→ Yang Perlu Dilakukan
Kembalikan bagian teks sumber di bawah ini tanpa perubahan, mulai dari "Siapa Saman? itulah" sampai dengan "mereka masih SMP.".

→ Teks Sumber
● ● ● ●
Dimanakah ada potret ketidakadilan? jangan lihat di lukisan atau di buku-buku filsafat, tapi lihatlah di sekeliling. Pemerintah masa lalu yang merajalela dengan mengatasnamakan demi keadilan, justru berlaku tidak adil di tanah Prabumulih. Dengan berdalih bahwa akan membangun suatu perkebunan sawit yang menyejahterakan masyarakat, aparat pemerintah daerah mendatangi tiap penduduk untuk menjual tanah miliknya. Siapa lagi yang berkepentingan kalau bukan pengusaha yang rakus dan menyuap para penguasa.
Wisanggeni bersama dengan masyarakat setempat berusaha membangun kembali lahan yang tidak mau dikompromikan dengan cara menanam kembali pohon-pohon karet muda, diharapkan berproduksi lama dan tentu meningkatkan ekonomi mereka. Namun apa yang membuat Wis bertahan adalah kesedihan hatinya melihat Upi ketika ia kembali ke rumah masa kecilnya. Upi digambarkan adalah seorang gadis remaja yang memiliki gangguan jiwa sampai pada taraf mengganggu dan meresahkan. Masyarakat disana tidak tahu bagaimana merawat atau mendampingi Upi. Yang mereka lakukan adalah memasung dan memasukkan Upi ke sebuah ruangan yang dilihat Wis seperti kandang burung.
Di bagian dunia yang lain, Shakun Tala meninggalkan Indonesia karena menerima beasiswa. Ia seorang penari. Dalam novel ini ia bercerita dari sudut pandangnya sebagai seorang anak dari ayah yang ia benci, seorang sahabat bagi tiga orang. Ia meninggalkan apa yang orang bilang itu norma. Baginya, hidup dengan pilihannya sekarang adalah hidup atas kebebasan, yang ia pertanggungjawabkan sendiri. Ia muak dengan segala kemapanan dan aturan yang mengatakan bahwa wanita harus menjaga diri sebelum menikah, dan sebagainya. Dan baginya adalah suatu hal aneh ketika menyaksikan temannya Laila begitu tergila-gilanya dengan Sihar yang telah beristri. Ia menyediakan tempat bagi ketiga sahabatnya untuk menemani Laila yang akan bertemu Sihar di New York, karena di Jakarta tidaklah bisa.
Siapa Saman? itulah nama baru Wisanggeni. Ia menggunakan nama Saman untuk menghilangkan jejak dari kejaran aparat. Apa yang dilakukan di Prabumulih membuat gerah pengusaha dan aparat. Ia dicari dan pernah disekap oleh intelijen. Hal itu tidak membuatnya trauma, malah ia meminta kepada paroki agar ia "dibela" namun sepertinya gereja juga tidak mau mengikutkan dirinya pada pilihan Wis, dan Wis menempuh jalannya sendiri. Ia keluar dari kepastoran, dan menjadi aktivis hak asasi manusia. Ia beralih nama menjadi Saman, dan ia pun berkenalan dengan Yasmin Moningka. Wis pernah menjadi pembimbing rohani mereka berempat ketika mereka masih SMP.
● ● ● ●
→ Baris data anotasi kotak
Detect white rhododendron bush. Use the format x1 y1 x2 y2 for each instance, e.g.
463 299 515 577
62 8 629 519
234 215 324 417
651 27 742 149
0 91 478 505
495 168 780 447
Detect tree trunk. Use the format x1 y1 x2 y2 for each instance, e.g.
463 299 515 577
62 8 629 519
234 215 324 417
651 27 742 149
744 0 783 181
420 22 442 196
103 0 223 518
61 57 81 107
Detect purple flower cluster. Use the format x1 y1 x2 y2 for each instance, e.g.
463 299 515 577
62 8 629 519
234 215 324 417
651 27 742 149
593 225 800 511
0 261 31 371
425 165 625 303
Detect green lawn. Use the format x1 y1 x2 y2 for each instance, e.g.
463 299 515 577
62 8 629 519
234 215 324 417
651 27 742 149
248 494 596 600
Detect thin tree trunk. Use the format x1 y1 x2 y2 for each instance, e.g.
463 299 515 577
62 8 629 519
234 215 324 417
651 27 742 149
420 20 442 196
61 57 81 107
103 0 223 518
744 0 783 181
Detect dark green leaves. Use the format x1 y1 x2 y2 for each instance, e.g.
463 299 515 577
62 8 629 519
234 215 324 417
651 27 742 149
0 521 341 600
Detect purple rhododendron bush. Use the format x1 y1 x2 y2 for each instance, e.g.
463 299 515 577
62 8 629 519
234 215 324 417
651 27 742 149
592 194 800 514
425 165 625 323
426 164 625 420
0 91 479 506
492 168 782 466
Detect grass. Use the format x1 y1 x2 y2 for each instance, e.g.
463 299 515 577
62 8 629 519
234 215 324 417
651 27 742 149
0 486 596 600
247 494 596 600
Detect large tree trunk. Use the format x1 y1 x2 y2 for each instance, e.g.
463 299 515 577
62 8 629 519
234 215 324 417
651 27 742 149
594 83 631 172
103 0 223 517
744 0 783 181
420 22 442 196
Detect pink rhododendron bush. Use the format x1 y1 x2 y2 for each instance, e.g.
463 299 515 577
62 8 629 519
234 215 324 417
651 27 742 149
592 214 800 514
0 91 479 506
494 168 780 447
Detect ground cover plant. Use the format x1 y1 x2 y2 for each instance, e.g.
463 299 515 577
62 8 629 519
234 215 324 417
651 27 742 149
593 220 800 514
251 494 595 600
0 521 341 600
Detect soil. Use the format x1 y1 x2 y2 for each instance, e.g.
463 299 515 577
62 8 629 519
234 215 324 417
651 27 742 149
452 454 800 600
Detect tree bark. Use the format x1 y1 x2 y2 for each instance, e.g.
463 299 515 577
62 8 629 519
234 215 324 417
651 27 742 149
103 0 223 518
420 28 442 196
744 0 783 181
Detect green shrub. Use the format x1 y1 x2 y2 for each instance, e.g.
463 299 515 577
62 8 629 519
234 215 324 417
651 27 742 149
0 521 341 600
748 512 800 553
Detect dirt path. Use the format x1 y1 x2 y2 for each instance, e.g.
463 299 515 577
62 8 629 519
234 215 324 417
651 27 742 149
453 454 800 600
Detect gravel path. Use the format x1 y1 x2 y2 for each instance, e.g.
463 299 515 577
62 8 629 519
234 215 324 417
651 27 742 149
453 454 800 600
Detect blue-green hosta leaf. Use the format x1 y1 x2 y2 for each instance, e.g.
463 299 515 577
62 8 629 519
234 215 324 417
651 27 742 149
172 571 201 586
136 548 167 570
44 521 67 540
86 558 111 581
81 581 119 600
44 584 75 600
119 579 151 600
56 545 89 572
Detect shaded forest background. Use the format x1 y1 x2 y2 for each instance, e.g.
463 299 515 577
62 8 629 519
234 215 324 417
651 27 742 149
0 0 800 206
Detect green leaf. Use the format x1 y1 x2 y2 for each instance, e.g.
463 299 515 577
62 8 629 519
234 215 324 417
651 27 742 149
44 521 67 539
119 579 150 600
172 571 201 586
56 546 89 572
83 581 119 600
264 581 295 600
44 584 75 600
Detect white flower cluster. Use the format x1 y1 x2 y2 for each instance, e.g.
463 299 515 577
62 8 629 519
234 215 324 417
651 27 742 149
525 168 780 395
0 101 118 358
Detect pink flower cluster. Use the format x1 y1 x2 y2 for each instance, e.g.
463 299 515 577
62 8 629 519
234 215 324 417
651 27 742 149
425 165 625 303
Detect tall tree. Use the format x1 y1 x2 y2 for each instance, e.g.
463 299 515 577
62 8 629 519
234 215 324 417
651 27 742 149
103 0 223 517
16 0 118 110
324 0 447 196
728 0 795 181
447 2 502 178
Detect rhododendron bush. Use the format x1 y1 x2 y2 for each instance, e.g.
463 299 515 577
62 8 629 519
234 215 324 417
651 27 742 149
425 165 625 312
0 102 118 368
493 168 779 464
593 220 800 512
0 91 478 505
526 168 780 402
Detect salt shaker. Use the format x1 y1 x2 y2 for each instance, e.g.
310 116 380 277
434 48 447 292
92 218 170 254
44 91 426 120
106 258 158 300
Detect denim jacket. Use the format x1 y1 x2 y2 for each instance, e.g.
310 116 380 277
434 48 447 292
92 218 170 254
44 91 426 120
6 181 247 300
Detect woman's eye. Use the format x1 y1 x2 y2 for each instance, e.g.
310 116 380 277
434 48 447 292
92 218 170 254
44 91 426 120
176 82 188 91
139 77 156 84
● ● ● ●
→ Hasil
Siapa Saman? itulah nama baru Wisanggeni. Ia menggunakan nama Saman untuk menghilangkan jejak dari kejaran aparat. Apa yang dilakukan di Prabumulih membuat gerah pengusaha dan aparat. Ia dicari dan pernah disekap oleh intelijen. Hal itu tidak membuatnya trauma, malah ia meminta kepada paroki agar ia "dibela" namun sepertinya gereja juga tidak mau mengikutkan dirinya pada pilihan Wis, dan Wis menempuh jalannya sendiri. Ia keluar dari kepastoran, dan menjadi aktivis hak asasi manusia. Ia beralih nama menjadi Saman, dan ia pun berkenalan dengan Yasmin Moningka. Wis pernah menjadi pembimbing rohani mereka berempat ketika mereka masih SMP.